··· Text provided ···

A gathering of Nova Scotia NDP supporters ended Saturday with the faint sounds of a protest over how the province’s justice system has handled the Rehtaeh Parsons case.
About 20 protesters could barely be heard chanting and drumming outside the hall in Halifax where federal NDP Leader Tom Mulcair delivered a speech to a provincial party preparing for an election.
Rehtaeh’s family alleges the 17-year-old girl killed herself last month after she was sexually assaulted by four teens and a digital photograph of the incident was shared around her school
Mulcair and Marilyn More, Nova Scotia’s minister responsible for the status of women, met with some of the protesters privately following his speech.
Mulcair said he would listen to their concerns and identify whether there are other legislative approaches that can be taken in the case.
“(I will) try and listen to see if there are some aspects of the legal side and parliamentary side that we hadn’t thought of,” said Mulcair, accusing the Conservatives of dragging their feet in changing the Criminal Code to include laws against cyberbullying.

··· Dataset content ···

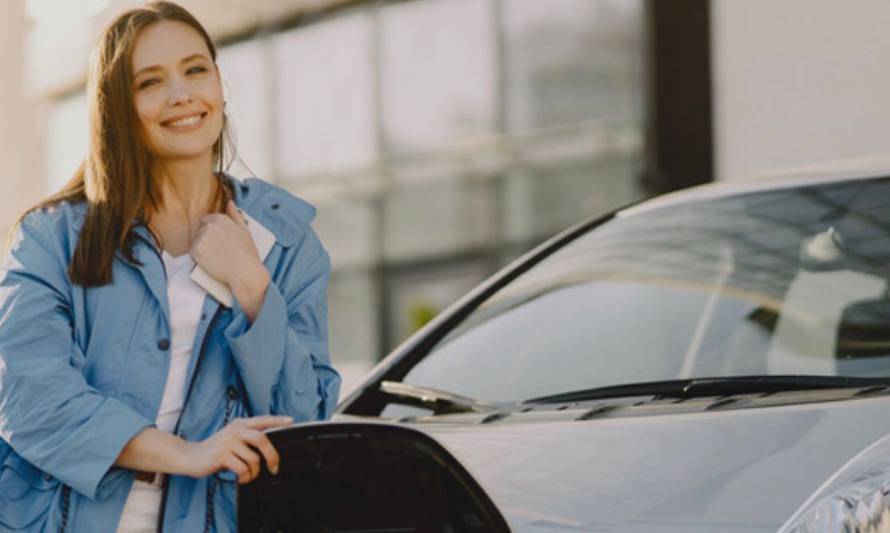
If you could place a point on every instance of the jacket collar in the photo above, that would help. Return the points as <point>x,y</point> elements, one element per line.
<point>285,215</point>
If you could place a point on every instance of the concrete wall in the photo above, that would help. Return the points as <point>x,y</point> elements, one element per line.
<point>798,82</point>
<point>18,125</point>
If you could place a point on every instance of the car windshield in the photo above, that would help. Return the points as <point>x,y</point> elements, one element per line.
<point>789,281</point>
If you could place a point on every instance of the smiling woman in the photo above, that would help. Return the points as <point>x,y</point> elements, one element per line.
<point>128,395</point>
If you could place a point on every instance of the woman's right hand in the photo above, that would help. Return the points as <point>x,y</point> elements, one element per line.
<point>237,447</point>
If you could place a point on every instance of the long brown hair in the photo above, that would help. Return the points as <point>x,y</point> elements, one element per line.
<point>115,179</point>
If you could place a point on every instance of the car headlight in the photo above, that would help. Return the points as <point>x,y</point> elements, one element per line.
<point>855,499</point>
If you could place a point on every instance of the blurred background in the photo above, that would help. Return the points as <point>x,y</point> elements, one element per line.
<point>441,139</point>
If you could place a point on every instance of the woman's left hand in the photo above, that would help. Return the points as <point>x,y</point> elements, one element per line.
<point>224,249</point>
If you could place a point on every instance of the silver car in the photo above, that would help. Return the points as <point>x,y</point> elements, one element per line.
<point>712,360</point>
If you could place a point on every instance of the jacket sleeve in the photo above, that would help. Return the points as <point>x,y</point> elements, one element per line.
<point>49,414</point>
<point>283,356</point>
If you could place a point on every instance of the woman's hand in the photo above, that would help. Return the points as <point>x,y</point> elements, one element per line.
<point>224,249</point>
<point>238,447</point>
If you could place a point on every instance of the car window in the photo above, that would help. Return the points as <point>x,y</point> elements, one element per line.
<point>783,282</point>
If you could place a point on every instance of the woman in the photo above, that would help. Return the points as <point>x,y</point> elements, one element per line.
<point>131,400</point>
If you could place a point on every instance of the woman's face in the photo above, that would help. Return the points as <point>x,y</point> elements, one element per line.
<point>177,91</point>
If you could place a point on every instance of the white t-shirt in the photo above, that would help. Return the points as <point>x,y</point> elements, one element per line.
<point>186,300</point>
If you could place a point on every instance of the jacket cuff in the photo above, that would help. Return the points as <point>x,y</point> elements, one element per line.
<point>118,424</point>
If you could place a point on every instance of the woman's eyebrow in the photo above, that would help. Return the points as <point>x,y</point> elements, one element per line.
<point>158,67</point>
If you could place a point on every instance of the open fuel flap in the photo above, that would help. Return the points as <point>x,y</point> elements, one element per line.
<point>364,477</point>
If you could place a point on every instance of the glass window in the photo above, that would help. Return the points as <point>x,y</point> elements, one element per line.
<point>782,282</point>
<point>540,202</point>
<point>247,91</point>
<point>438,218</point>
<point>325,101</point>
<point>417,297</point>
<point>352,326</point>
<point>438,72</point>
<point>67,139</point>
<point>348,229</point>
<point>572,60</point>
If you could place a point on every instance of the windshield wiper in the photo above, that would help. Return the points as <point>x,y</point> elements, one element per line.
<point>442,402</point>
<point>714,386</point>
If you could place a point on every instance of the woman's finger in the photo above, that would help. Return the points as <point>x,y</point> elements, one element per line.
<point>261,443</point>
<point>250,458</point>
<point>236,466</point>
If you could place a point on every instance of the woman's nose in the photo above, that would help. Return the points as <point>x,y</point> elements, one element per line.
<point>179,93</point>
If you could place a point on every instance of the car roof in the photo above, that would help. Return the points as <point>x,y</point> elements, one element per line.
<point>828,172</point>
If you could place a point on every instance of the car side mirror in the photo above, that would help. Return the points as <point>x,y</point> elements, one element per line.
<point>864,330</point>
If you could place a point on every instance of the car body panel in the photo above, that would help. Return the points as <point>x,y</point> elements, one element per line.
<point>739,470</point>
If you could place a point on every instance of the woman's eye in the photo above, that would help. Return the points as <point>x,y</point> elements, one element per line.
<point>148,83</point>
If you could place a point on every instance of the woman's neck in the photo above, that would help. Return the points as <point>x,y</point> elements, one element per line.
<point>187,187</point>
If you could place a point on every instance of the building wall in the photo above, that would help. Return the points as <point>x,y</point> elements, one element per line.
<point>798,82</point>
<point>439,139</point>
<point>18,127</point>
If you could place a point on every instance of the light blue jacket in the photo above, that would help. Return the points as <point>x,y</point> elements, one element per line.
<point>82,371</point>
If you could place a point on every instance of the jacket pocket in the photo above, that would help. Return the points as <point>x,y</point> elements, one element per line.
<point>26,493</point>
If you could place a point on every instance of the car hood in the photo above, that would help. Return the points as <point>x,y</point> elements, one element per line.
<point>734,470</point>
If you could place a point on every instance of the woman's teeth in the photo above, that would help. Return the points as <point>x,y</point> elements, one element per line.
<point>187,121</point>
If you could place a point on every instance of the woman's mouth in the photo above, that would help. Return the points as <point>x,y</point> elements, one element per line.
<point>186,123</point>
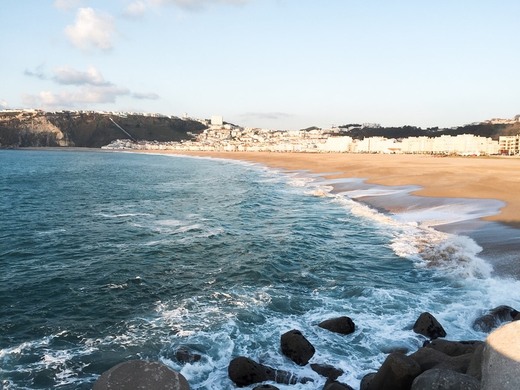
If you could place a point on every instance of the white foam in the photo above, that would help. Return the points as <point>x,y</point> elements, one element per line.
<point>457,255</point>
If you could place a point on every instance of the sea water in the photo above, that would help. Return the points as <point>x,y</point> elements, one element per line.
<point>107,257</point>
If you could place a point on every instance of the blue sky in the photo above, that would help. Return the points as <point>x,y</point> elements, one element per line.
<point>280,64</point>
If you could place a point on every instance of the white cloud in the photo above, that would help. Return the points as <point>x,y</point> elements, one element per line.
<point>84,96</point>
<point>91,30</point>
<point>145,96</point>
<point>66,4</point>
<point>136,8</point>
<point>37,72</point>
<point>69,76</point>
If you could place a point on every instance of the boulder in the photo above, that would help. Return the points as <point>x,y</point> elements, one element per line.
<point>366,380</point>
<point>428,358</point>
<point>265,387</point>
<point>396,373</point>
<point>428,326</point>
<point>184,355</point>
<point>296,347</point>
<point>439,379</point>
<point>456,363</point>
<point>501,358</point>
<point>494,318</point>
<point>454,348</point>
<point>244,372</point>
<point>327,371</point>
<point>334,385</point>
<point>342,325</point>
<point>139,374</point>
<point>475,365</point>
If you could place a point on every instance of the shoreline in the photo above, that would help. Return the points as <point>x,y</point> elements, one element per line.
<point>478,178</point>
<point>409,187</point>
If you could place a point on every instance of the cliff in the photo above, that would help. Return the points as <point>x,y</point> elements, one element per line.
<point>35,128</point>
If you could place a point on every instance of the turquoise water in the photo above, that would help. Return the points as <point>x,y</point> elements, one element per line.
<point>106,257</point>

···

Set of tasks ▸
**A)** Print, word for word, the passage of the Rehtaeh Parsons protest article between "About 20 protesters" and "in the case.", inclusive.
**B)** Translate this sentence from the Rehtaeh Parsons protest article into Spanish: "Mulcair said he would listen to their concerns and identify whether there are other legislative approaches that can be taken in the case."

Task-by-task outputs ▸
**A)**
About 20 protesters could barely be heard chanting and drumming outside the hall in Halifax where federal NDP Leader Tom Mulcair delivered a speech to a provincial party preparing for an election.
Rehtaeh’s family alleges the 17-year-old girl killed herself last month after she was sexually assaulted by four teens and a digital photograph of the incident was shared around her school
Mulcair and Marilyn More, Nova Scotia’s minister responsible for the status of women, met with some of the protesters privately following his speech.
Mulcair said he would listen to their concerns and identify whether there are other legislative approaches that can be taken in the case.

**B)** Mulcair dijo que escucharía sus preocupaciones y determinaría si existen otros enfoques legislativos que puedan adoptarse en el caso.